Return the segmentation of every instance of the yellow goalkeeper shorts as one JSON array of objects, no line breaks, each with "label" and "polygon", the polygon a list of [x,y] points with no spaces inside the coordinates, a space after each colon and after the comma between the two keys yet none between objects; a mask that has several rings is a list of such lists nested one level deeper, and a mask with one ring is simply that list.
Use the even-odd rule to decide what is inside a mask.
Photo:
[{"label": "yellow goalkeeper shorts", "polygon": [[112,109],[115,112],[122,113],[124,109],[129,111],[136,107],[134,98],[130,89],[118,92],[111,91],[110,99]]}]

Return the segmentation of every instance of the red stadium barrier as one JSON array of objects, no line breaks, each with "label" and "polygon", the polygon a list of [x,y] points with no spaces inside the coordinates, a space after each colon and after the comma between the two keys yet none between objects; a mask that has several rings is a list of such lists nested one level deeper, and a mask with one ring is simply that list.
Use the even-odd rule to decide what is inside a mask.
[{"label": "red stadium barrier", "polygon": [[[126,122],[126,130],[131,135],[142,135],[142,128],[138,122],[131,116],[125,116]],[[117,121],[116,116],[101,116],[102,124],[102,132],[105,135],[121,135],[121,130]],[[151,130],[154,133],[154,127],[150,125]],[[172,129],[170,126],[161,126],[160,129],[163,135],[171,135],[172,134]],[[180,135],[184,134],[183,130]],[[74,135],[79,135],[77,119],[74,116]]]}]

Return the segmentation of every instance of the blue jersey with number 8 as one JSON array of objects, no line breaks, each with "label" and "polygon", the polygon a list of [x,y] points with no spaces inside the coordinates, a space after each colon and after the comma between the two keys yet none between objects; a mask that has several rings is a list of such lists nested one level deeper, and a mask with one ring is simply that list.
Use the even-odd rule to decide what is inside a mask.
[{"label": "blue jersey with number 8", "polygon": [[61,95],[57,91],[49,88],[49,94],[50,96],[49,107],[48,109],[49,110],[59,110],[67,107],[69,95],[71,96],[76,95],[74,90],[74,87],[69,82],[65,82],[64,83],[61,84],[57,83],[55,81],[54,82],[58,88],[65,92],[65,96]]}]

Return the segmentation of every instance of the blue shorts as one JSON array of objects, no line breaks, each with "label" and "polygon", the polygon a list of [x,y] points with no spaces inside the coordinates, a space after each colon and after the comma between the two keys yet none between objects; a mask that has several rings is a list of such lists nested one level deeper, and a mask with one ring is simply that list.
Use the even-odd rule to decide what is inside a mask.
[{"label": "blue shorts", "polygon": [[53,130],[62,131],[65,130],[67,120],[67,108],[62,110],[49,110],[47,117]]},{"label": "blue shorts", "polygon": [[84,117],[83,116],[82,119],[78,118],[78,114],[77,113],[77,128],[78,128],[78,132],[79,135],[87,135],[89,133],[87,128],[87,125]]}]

AIM OF THE EXERCISE
Rewrite the records above, changing every "even-odd rule" to "nonzero winding rule" and leaving the rest unchanged.

EXPECTED OUTPUT
Return the segmentation of every instance of the yellow goalkeeper shorts as one JSON array of objects, no line breaks, each with "label" and "polygon", the polygon a list of [x,y] points with no spaces inside the coordinates, a space after each colon and after the comma between the two keys yet none between objects; a mask that has several rings is a list of such lists nested one level deeper, and a mask with one ring is simply that list.
Use the nonzero winding rule to decide what is inside a mask.
Photo:
[{"label": "yellow goalkeeper shorts", "polygon": [[112,109],[115,112],[122,113],[124,109],[129,111],[136,107],[134,98],[130,89],[118,92],[111,91],[110,99]]}]

Return the segmentation of every instance of the red stadium barrier as one JSON array of objects, no line breaks, each with "label" and "polygon", the polygon a list of [x,y] points with no spaces inside the coordinates, a space after each colon and after the comma between the two keys yet none between objects; a mask that has several rings is a list of such lists nested one level deeper, and a mask with one ring is simply that list.
Use the nonzero winding rule to decide what is inside a mask.
[{"label": "red stadium barrier", "polygon": [[[126,122],[126,130],[131,135],[142,135],[142,128],[138,122],[131,116],[125,116]],[[117,121],[116,116],[101,116],[102,124],[102,132],[105,135],[121,135],[121,130]],[[151,130],[154,133],[154,127],[150,125]],[[172,129],[170,126],[161,126],[160,129],[163,135],[171,135],[172,134]],[[180,135],[184,134],[183,130]],[[74,135],[79,135],[77,119],[74,116]]]}]

Return the segmentation of every instance of the blue jersey with number 8 as one JSON array of objects, no line breaks, each with "label" and "polygon", the polygon a list of [x,y] points with no spaces inside the coordinates, a space after each colon and after the comma between the two keys yet none between objects; a mask that has several rings is a list of such lists nested one level deeper, and a mask with one ring is simply that list.
Use the nonzero winding rule to decide what is inside a mask.
[{"label": "blue jersey with number 8", "polygon": [[61,95],[57,91],[49,88],[49,94],[50,96],[49,107],[48,109],[49,110],[59,110],[67,107],[69,95],[71,96],[76,95],[74,90],[74,87],[69,82],[65,82],[64,83],[61,84],[57,83],[55,81],[54,82],[58,88],[65,92],[65,96]]}]

Return the segmentation of every instance of the blue shorts as one JSON array of objects, no line breaks, each with "label" and "polygon", the polygon a list of [x,y] points with no spaces inside the coordinates, a space after each colon and after the comma between the two keys yet none between objects; a mask that has several rings is a list of such lists nested one level deeper, and a mask with one ring is simply that list.
Use the nonzero winding rule to decide what is inside a mask.
[{"label": "blue shorts", "polygon": [[53,130],[62,131],[65,130],[67,120],[67,108],[62,110],[49,110],[47,117]]},{"label": "blue shorts", "polygon": [[84,117],[83,116],[82,119],[78,118],[78,114],[77,113],[77,128],[78,128],[78,132],[79,135],[87,135],[89,133],[87,128],[87,125]]}]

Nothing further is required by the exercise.